* _TASK BRIEF_
Gather every line of the records that contains the string "instances", and copy each one in full. Case counts.

* _DATA TO USE_
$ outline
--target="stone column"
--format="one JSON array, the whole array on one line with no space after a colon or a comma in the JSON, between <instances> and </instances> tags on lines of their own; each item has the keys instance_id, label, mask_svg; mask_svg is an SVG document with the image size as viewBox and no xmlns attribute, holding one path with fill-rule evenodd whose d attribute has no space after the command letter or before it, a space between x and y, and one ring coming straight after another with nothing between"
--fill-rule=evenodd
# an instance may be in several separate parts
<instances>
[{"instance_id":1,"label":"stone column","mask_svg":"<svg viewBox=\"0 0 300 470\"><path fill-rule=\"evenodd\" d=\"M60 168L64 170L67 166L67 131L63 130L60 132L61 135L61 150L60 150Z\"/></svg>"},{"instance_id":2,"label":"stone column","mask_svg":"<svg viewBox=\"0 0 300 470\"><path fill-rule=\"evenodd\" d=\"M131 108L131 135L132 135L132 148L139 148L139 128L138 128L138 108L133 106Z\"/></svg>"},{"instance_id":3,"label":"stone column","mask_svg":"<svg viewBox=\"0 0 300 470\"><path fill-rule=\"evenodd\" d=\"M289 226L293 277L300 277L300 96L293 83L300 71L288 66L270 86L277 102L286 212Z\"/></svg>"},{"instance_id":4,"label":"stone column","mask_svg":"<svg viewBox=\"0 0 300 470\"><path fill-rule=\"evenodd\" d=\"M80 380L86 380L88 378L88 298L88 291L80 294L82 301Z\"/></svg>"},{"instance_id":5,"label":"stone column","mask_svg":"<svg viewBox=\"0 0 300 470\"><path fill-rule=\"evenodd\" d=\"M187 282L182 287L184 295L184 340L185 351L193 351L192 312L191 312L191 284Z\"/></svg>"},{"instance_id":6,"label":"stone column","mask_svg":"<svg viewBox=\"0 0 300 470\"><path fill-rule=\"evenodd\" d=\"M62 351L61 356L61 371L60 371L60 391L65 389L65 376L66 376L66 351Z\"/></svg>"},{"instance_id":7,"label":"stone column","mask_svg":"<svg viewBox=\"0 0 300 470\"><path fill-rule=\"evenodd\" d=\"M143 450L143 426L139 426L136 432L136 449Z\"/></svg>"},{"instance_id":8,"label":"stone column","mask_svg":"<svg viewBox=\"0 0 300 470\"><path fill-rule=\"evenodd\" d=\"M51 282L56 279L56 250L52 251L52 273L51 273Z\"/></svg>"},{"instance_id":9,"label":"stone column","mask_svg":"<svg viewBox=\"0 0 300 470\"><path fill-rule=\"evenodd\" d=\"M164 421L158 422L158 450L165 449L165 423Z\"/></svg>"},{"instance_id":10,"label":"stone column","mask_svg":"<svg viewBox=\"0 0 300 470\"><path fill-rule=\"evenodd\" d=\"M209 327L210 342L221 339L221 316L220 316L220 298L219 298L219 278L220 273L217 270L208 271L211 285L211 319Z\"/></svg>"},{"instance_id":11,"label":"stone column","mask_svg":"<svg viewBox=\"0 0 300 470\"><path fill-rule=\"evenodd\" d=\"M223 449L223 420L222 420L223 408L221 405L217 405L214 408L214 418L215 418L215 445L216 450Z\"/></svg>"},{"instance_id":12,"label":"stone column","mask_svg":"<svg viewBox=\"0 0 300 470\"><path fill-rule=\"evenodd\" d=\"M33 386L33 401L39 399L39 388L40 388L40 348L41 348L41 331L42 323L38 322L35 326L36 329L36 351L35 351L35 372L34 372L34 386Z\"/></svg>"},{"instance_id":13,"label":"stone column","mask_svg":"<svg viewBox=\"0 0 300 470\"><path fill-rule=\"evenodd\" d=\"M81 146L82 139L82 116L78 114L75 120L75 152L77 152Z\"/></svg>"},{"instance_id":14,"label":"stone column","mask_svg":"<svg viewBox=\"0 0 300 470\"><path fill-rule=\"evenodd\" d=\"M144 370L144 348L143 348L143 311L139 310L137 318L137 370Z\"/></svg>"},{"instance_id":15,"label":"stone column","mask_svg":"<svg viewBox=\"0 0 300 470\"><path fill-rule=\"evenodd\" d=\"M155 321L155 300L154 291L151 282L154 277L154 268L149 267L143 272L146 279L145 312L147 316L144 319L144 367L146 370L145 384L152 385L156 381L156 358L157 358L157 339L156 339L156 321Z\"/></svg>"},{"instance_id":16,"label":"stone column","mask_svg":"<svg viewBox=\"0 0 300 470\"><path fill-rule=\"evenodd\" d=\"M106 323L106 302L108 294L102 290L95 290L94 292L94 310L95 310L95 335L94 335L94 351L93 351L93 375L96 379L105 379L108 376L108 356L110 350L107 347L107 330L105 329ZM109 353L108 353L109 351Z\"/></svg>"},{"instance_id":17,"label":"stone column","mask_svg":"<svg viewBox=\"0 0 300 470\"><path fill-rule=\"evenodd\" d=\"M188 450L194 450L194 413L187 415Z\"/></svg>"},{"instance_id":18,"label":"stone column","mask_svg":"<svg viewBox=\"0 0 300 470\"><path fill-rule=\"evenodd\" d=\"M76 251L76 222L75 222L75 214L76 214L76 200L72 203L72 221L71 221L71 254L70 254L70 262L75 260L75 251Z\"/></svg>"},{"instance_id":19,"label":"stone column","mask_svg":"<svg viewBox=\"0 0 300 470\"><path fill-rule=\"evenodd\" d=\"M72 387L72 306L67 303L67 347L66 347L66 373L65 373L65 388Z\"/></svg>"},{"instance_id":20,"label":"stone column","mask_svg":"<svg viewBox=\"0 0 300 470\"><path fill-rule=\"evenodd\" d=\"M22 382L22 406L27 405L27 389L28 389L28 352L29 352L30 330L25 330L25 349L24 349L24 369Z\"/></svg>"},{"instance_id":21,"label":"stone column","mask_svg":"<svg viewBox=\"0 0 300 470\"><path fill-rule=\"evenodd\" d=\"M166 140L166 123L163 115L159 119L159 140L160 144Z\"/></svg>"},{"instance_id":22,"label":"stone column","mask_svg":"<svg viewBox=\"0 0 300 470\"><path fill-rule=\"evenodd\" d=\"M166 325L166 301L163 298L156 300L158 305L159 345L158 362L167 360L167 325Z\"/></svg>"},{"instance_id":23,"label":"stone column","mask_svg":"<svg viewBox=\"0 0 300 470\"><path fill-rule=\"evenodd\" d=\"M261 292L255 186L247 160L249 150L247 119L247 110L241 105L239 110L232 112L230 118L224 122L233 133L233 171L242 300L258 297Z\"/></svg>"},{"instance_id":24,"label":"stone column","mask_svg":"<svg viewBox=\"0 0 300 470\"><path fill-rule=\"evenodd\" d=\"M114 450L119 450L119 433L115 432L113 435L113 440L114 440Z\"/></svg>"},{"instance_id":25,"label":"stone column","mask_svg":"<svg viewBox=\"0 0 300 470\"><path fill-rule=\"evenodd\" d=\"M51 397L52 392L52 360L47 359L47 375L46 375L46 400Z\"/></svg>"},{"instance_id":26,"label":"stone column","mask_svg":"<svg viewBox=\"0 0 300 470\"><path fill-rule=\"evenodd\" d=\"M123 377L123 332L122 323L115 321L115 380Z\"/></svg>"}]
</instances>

* _THE RESPONSE_
--format="one JSON array, the whole array on one line with no space after a colon or a comma in the JSON, between <instances> and </instances> tags on lines of their own; each item has the keys instance_id, label, mask_svg; mask_svg is an SVG document with the image size as viewBox and no xmlns attribute, holding one path with fill-rule evenodd whose d attribute has no space after the command letter or before it, a space between x and y, and one ring coming straight after another with nothing between"
<instances>
</instances>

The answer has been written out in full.